§ **WHAT THE TASK REQUIRES**: Can you return all of the rows below word for word, with nothing changed?
● ● ● ● ●
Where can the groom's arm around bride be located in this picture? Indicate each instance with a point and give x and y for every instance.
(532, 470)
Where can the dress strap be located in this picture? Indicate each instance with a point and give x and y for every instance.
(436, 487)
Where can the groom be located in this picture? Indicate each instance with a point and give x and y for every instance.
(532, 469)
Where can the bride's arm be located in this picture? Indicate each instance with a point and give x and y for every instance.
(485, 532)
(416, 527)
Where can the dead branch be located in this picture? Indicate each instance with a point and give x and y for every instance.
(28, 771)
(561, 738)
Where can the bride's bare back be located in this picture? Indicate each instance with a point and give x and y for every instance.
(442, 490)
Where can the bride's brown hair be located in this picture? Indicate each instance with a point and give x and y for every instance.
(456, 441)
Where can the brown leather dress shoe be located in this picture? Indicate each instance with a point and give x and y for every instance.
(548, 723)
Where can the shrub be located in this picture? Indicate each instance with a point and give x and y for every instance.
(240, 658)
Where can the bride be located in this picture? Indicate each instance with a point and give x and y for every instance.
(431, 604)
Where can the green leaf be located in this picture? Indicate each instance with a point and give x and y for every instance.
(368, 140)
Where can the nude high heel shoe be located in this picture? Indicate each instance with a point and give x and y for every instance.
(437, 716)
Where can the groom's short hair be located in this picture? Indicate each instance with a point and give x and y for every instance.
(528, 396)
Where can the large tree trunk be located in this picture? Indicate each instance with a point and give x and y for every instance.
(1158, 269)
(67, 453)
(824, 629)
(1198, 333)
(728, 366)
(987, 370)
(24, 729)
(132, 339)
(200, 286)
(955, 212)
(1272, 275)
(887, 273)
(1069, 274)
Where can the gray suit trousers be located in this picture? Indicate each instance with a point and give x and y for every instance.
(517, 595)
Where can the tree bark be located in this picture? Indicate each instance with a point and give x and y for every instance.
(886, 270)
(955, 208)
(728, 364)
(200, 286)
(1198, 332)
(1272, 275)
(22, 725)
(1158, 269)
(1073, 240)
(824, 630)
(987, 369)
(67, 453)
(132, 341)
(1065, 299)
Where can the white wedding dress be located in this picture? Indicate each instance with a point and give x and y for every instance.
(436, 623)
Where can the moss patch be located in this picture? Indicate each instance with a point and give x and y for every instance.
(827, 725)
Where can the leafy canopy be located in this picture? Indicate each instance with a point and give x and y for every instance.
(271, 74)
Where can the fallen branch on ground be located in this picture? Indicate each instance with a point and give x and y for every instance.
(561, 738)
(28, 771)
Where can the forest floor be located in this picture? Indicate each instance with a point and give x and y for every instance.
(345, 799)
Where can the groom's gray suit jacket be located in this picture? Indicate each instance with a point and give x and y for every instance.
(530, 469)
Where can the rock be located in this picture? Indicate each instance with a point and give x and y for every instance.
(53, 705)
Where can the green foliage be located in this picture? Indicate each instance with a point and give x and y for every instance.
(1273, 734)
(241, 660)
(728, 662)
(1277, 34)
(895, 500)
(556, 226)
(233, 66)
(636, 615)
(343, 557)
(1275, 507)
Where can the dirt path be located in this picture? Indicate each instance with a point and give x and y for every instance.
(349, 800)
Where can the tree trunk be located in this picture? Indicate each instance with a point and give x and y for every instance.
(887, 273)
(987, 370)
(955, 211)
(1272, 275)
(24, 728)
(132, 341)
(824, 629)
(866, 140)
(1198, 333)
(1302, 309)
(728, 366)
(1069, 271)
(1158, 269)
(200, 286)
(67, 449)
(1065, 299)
● ● ● ● ●
§ **RESPONSE**:
Where can the groom's arm around bride be located in this picture? Indicate each instance with a point and give x and y for every instance.
(532, 470)
Where can the dress strap be located in this picture? Indicate each instance with a point and give x and y for every instance.
(436, 487)
Where can the groom be located in this picture? Indicate each instance with a point and give x and y for every instance.
(532, 469)
Where can the bride's arm be located in this picture? Indicate each instance with a point and give x and y for every instance.
(485, 532)
(416, 527)
Where can the dead branch be located in this picture? Indicate each instance with a point and give x and y for every instance.
(28, 771)
(561, 738)
Where can the bride's bare back be located in this picture? Indicate each instance with a point and give x and y for every instance.
(442, 490)
Where can the bride's brown hair be located in this picture? Indicate each instance with a point and give x and y for every instance.
(456, 441)
Where can the brown leather dress shoe be located in this picture? Indicate each instance with a point and give x and y for every instance.
(548, 723)
Where can the shrub be located in this picture? Indicate each instance with a point and give x and y for every instance.
(240, 658)
Where can the bride be located in this picture? Indicate each instance with a point and give x and y for every instance.
(431, 604)
Where can the green leaf be located in this picture? Indicate each instance with a point and give x and y for every instance.
(368, 140)
Where can the nude high heel shoe be located in this picture? Indicate each instance with a point and give x and y for every instance.
(437, 716)
Where can the groom's short hair be located in this picture? Indicate each instance with a point and give x and y for every instance.
(528, 396)
Where can the large tree trunk be located in this picture? Indicate each instance with a point and give x and y for every instance.
(1158, 269)
(67, 453)
(824, 629)
(1198, 333)
(728, 366)
(987, 370)
(24, 729)
(132, 339)
(200, 286)
(955, 212)
(1272, 275)
(887, 273)
(1069, 274)
Where can the gray suit trousers be located in this picture? Indicate each instance with a point and give x and y for every instance.
(517, 595)
Where can the tree bark be located in this picture? Indicate each instance with a point and give x and y for every instance.
(886, 270)
(955, 208)
(728, 364)
(200, 286)
(1198, 332)
(1272, 275)
(22, 725)
(1158, 269)
(1073, 240)
(824, 630)
(987, 369)
(67, 453)
(132, 341)
(1065, 299)
Where can the white wedding dress be located in this picture? Indicate each instance with a point and give x and y for every instance.
(436, 623)
Where can the moss patch be located in this picture? Indicate each instance with a point and give x and y for every instance.
(827, 725)
Where can the leafy canopy be located in this picture? Indicate each instance with a point and give x and y for every instance.
(271, 74)
Where can the fallen branch on ground be located in this picture? Indicate each instance with a point and give x and y for every instance.
(561, 738)
(28, 771)
Where can the forest floor be located in this picture? Indicate each instance with a point and give x and y for every instance.
(345, 799)
Where can the groom's gray suit jacket be located in this picture? Indicate each instance with a point and give x and y for every instance.
(530, 469)
Where can the rock be located in this picture? Indicate each instance with a point and give x and y for every instance.
(53, 705)
Where can the green foliage be located in this picture? Indicate each instance with a point and give x and y for every instance.
(1273, 734)
(241, 660)
(728, 662)
(1277, 34)
(895, 500)
(556, 226)
(233, 66)
(636, 615)
(343, 557)
(1275, 507)
Where can the dirt path be located in this picture? Indicate each instance with a point and give x and y for every instance.
(349, 800)
Where can the tree trunk be located in this picture? Indicate each instance with a point and give x and y for every instance.
(887, 273)
(987, 370)
(955, 211)
(1272, 275)
(24, 728)
(132, 341)
(824, 629)
(866, 140)
(1198, 333)
(1302, 309)
(728, 366)
(1069, 271)
(1158, 269)
(200, 286)
(67, 449)
(1065, 299)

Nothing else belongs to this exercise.